> _What is being asked_: Count the lines below that contain the string "white", treating uppercase and lowercase as different, and reply with only that number.

(Dataset entries)
——————

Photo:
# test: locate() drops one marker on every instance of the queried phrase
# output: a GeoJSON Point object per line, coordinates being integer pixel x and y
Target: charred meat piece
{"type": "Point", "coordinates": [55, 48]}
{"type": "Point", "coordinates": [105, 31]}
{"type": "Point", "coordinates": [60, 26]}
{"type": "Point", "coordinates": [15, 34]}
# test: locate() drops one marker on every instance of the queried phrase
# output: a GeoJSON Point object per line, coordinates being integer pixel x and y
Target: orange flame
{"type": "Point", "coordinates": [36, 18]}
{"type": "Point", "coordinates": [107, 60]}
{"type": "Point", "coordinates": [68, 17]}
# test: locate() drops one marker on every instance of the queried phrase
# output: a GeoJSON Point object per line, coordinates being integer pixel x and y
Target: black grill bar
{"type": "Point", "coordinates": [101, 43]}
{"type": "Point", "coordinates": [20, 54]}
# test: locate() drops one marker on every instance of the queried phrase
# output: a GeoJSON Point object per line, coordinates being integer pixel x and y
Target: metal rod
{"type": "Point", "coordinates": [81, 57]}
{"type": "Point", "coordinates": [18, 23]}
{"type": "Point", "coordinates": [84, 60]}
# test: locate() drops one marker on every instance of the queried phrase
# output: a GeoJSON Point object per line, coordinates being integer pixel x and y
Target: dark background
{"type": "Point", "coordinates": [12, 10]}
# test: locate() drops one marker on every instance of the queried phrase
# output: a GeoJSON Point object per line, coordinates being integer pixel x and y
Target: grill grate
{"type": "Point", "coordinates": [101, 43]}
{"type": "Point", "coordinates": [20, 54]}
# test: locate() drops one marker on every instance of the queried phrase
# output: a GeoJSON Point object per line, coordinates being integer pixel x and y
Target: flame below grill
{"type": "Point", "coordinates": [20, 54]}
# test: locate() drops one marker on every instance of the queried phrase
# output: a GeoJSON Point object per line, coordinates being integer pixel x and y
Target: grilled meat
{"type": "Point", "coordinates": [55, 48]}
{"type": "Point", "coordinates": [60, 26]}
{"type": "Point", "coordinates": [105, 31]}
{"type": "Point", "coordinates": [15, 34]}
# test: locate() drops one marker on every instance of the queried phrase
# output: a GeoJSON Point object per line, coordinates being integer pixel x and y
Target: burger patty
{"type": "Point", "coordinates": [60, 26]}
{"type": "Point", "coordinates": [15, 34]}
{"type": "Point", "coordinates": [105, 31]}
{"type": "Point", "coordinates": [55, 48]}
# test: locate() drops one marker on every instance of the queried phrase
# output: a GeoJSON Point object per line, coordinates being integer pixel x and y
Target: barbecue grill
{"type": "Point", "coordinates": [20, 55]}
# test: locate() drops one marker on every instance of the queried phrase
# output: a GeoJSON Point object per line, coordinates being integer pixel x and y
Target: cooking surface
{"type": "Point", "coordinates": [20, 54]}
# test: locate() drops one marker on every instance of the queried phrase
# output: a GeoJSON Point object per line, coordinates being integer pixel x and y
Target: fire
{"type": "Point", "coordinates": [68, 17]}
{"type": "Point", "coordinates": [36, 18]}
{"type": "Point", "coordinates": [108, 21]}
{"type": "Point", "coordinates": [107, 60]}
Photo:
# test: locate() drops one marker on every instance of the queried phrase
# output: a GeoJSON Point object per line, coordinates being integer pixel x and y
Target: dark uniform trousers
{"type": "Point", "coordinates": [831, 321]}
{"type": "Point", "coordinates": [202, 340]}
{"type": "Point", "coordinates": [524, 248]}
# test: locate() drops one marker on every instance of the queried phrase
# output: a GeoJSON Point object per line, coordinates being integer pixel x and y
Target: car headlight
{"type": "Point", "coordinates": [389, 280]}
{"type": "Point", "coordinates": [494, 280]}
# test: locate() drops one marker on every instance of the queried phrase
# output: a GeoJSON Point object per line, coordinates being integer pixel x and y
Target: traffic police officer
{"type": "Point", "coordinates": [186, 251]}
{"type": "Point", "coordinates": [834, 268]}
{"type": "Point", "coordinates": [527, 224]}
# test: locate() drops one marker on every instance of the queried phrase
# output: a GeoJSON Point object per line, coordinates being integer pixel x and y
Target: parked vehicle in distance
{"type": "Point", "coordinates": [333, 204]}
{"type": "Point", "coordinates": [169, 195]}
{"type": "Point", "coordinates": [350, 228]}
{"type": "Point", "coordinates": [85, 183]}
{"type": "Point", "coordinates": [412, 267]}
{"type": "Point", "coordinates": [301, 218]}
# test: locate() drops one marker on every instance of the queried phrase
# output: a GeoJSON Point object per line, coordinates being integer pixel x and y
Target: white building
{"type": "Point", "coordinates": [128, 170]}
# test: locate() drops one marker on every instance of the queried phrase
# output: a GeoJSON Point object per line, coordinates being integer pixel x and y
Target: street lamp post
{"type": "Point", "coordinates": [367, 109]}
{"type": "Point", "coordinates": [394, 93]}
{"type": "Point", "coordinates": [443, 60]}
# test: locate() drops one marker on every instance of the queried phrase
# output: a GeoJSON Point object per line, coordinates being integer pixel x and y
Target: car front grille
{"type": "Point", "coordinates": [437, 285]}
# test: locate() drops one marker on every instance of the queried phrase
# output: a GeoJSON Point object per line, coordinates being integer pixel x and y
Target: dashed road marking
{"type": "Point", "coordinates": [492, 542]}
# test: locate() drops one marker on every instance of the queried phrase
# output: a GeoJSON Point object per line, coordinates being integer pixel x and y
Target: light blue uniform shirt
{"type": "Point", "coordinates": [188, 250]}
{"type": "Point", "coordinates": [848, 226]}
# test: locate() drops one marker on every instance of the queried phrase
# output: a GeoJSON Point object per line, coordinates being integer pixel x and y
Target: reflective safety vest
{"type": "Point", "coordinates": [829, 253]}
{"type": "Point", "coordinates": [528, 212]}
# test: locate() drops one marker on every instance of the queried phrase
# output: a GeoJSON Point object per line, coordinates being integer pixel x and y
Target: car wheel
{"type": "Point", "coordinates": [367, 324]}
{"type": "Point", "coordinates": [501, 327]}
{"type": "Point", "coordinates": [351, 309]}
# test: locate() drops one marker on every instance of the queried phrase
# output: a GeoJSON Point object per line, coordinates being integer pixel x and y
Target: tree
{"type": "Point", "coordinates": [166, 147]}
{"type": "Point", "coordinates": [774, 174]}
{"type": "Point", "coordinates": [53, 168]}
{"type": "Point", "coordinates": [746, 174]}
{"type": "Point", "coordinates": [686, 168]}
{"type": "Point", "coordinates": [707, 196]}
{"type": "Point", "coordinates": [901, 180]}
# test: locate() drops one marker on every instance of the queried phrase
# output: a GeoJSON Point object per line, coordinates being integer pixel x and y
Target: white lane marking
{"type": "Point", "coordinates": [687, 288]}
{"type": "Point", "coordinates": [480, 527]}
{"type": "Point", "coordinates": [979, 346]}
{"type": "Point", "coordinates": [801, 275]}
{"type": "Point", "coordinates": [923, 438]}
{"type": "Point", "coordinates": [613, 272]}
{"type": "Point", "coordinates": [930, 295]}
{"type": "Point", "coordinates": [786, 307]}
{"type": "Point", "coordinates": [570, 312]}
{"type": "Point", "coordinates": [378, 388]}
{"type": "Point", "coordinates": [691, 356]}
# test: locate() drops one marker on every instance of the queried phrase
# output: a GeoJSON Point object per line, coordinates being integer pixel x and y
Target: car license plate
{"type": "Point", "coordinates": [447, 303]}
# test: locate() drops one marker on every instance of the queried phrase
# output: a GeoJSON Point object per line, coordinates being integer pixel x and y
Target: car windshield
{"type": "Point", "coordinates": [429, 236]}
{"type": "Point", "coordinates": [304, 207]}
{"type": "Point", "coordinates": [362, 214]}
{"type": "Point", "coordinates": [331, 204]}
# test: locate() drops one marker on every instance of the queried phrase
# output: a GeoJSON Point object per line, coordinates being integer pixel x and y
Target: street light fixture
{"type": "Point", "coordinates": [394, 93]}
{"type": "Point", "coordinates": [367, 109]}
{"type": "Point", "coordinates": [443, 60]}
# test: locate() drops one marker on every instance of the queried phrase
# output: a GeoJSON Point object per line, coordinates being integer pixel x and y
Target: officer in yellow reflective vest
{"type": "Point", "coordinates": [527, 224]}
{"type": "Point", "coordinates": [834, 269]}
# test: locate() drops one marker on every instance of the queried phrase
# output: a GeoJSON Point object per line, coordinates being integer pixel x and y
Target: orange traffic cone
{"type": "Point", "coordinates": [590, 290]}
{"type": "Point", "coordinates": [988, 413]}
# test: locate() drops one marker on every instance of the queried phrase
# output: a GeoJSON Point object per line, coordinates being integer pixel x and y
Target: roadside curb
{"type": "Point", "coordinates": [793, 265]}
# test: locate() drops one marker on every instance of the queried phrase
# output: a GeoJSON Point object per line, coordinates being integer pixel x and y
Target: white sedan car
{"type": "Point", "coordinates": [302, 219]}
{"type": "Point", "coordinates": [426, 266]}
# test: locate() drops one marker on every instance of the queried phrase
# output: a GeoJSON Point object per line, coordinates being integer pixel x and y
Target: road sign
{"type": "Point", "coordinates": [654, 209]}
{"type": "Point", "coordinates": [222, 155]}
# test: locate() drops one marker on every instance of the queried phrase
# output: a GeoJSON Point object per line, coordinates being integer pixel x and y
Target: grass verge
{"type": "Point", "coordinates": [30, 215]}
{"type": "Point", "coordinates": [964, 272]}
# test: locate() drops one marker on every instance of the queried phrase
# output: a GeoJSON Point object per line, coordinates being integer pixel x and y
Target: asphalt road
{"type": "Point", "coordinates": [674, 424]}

——————

> _Complete answer_: 3